→ BRIEF
What is needed is an exact copy of the entries below, with the pictures left out.

→ PROVIDED ENTRIES
———

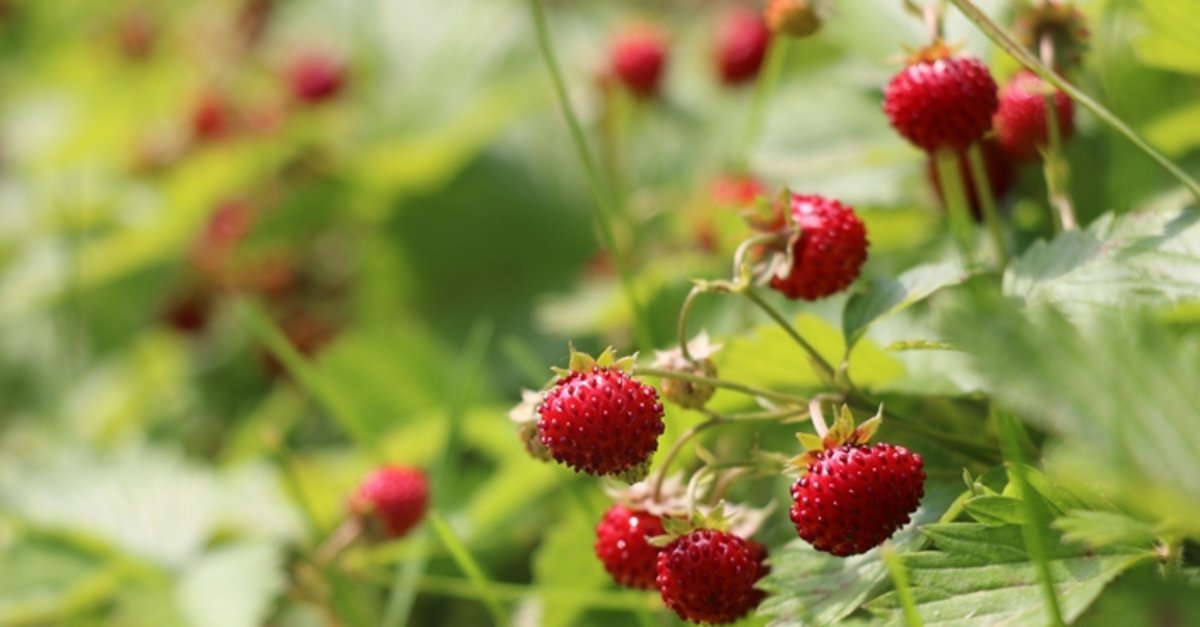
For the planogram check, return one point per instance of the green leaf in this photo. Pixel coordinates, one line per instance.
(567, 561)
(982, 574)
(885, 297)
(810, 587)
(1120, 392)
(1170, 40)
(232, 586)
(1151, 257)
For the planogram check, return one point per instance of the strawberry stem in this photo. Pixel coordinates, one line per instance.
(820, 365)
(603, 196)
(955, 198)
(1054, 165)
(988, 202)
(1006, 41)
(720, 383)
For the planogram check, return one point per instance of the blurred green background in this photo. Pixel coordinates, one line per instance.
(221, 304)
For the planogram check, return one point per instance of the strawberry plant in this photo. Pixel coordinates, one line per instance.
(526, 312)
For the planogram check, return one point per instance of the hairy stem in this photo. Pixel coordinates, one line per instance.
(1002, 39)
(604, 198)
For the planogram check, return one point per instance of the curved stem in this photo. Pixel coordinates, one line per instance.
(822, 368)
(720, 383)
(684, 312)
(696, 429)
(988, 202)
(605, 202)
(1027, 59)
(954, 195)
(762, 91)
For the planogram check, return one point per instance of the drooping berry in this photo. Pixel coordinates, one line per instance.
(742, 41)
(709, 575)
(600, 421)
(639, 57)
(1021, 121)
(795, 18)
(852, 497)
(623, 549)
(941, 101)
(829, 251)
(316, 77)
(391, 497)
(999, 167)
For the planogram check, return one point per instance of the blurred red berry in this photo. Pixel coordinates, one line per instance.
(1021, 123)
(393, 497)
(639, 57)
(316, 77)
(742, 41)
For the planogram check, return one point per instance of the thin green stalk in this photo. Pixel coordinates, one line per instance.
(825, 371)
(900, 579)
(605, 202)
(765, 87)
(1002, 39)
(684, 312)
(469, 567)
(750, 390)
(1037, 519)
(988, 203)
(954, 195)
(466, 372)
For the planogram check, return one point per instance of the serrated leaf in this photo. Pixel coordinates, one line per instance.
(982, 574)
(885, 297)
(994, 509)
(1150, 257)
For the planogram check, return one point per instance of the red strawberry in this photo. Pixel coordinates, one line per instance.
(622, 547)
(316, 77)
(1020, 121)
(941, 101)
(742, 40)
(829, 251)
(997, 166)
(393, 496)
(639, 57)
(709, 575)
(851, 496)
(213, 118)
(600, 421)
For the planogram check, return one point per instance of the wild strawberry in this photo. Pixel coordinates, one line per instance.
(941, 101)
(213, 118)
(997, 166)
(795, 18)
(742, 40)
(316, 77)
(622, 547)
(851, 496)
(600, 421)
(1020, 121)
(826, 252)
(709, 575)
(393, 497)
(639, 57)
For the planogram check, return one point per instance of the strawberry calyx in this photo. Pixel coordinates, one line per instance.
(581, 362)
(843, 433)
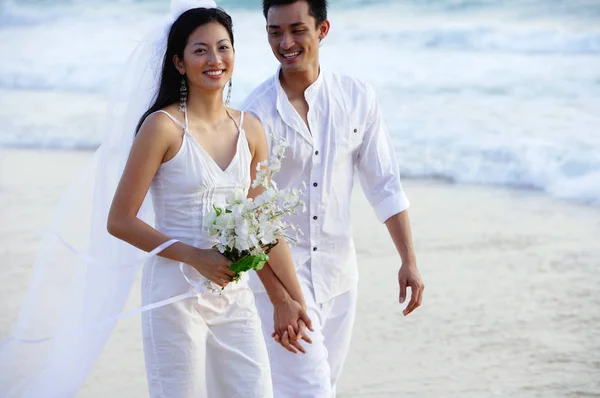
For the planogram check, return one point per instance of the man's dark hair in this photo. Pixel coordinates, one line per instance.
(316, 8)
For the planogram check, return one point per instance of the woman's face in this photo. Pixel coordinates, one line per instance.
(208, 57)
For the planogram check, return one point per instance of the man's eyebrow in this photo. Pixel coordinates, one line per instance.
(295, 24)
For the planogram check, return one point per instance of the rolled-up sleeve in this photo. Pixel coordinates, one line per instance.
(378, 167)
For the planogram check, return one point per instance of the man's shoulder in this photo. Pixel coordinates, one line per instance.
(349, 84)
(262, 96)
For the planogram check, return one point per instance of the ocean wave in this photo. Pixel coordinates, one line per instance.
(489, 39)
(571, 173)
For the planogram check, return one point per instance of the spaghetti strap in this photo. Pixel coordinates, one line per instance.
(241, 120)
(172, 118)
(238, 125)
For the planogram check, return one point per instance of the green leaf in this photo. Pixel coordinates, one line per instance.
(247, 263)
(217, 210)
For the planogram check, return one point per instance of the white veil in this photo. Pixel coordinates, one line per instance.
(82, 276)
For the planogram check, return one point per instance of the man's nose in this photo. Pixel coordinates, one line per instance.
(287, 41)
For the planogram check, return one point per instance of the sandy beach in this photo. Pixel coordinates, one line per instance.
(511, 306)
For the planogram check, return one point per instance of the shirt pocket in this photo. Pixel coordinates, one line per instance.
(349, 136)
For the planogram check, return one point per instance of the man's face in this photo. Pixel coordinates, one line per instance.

———

→ RESPONSE AREA
For the planogram check, return one point per instance of the green leaf in this photo. Pixel coordinates, one line per instance.
(567, 561)
(982, 574)
(885, 297)
(810, 587)
(1120, 392)
(1170, 40)
(232, 586)
(1151, 257)
For the planogram check, return one point per instance of the strawberry stem in this photo. Pixel coordinates, one line per instance.
(820, 365)
(603, 196)
(955, 198)
(1054, 165)
(988, 202)
(1006, 41)
(720, 383)
For the planogram check, return one point per instance of the blurred green background in this photo. Pixel coordinates, one line per instance.
(221, 304)
For the planogram check, return one point per instance of the strawberry plant in this photo. Pixel coordinates, one line per instance.
(526, 312)
For the planogram check, return one point per instance of the hairy stem in this photo. Pixel coordinates, one line per instance.
(1002, 39)
(604, 198)
For the planogram check, return one point per instance of the curved stem in this photo. Pixel coordinates, one line per instance.
(822, 368)
(720, 383)
(684, 312)
(696, 429)
(988, 202)
(605, 202)
(1027, 59)
(954, 195)
(762, 91)
For the planogram check, return one point per instance of the drooping berry in this photo. Pixel coordinates, one line per instance.
(742, 41)
(709, 575)
(600, 421)
(639, 57)
(1021, 121)
(795, 18)
(852, 497)
(623, 549)
(941, 101)
(829, 251)
(316, 77)
(391, 497)
(999, 167)
For the planogram check, return one point per instance of the blurred red berry in this photo. Pixel coordinates, one line per instance.
(1021, 123)
(393, 497)
(639, 57)
(316, 77)
(742, 41)
For the planogram check, return one point per instance of the thin green stalk in this photo. Pixel coordinates, one line per instance.
(825, 371)
(900, 579)
(605, 202)
(765, 87)
(1002, 39)
(684, 312)
(469, 567)
(750, 390)
(1037, 519)
(988, 203)
(954, 195)
(466, 372)
For the planogram check, return one point per instance of the serrated leaf in this photo. Pixel coordinates, one line per instance.
(982, 574)
(885, 297)
(994, 509)
(1150, 257)
For the planogram check, return one point per instance of the red strawberry in this photo. Pixel coordinates, one line per instance.
(622, 547)
(316, 77)
(1020, 121)
(941, 101)
(742, 40)
(829, 251)
(997, 166)
(393, 496)
(639, 57)
(709, 575)
(851, 496)
(213, 118)
(600, 421)
For the planogram check, return one point per instance of the wild strawberry in this photo. Pixel coordinates, one line per instance.
(941, 101)
(213, 118)
(997, 166)
(795, 18)
(742, 40)
(316, 77)
(622, 547)
(851, 496)
(600, 421)
(1020, 121)
(826, 252)
(709, 575)
(393, 497)
(639, 57)
For the planogram check, return one point per instance of the strawberry calyx in this photo. Pixel coordinates, one line per instance.
(581, 362)
(843, 433)
For the planogram check, return one point per instance of the man's dark hair in this photo. Pixel coordinates, one line per instance.
(316, 8)
For the planogram check, return one point per instance of the woman's face in this photo. Pixel coordinates, one line per instance.
(208, 57)
For the planogram check, return one point per instance of the man's eyebrow in this photo. Pixel coordinates, one line per instance.
(295, 24)
For the planogram check, return one point per instance of the rolled-up sleeve in this photo. Pixel coordinates, one line per instance.
(378, 167)
For the planogram check, return one point per instance of the man's shoulder in this photo. Pixel coordinates, one line per instance.
(349, 84)
(262, 96)
For the planogram check, return one point per instance of the ocean wave in this photo. Pixel coordinates, one line per instance.
(489, 39)
(571, 173)
For the planogram check, return one point per instance of the spaghetti strap in this photo. Pixel coordinates, one line per instance.
(241, 120)
(172, 118)
(238, 125)
For the planogram check, return one point per instance of the green leaf in this photo. Pixel coordinates, one line per instance.
(247, 263)
(217, 210)
For the planogram check, return one point per instance of the white veil in this photo. Pixel coordinates, one line per instance.
(82, 276)
For the planogram check, return one point per instance of the man's nose in this photo. Pixel coordinates, one line per instance.
(287, 41)
For the planogram check, return one point per instance of the sandy beach in this photo. Pixel coordinates, one line per instance.
(511, 306)
For the planogram check, return one point per instance of the shirt pocket in this photo. Pixel coordinates, one line per instance.
(349, 136)
For the planogram check, return one point per instance of the man's face in this photo. Pixel coordinates, one line per instance.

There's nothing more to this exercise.